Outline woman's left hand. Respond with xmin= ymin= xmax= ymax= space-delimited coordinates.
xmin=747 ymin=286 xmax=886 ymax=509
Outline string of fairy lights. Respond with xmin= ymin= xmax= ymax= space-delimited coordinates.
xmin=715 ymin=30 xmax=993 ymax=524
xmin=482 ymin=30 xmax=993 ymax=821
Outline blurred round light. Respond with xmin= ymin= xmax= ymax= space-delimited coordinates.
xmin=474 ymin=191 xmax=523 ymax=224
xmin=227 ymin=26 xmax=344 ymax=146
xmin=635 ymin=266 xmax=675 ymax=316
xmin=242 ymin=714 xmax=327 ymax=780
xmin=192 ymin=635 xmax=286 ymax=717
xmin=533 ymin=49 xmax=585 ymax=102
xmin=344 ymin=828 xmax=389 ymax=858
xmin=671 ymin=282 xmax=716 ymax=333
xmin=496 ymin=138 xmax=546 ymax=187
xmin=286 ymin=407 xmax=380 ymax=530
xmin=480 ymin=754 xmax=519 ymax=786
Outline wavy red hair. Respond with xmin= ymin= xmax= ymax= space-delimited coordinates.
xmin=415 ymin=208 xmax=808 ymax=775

» **Your task**: Can you copy out, character for character, the part of the records that opens with the first line and closes with the line containing "xmin=482 ymin=30 xmax=993 ymax=821", including both ends?

» **Reply**:
Outline woman's left hand. Respond with xmin= ymin= xmax= ymax= space-delimited coordinates.
xmin=747 ymin=286 xmax=886 ymax=509
Outline string of fairy lights. Respond with xmin= ymin= xmax= ymax= space-delimited coordinates.
xmin=715 ymin=30 xmax=993 ymax=524
xmin=482 ymin=30 xmax=993 ymax=821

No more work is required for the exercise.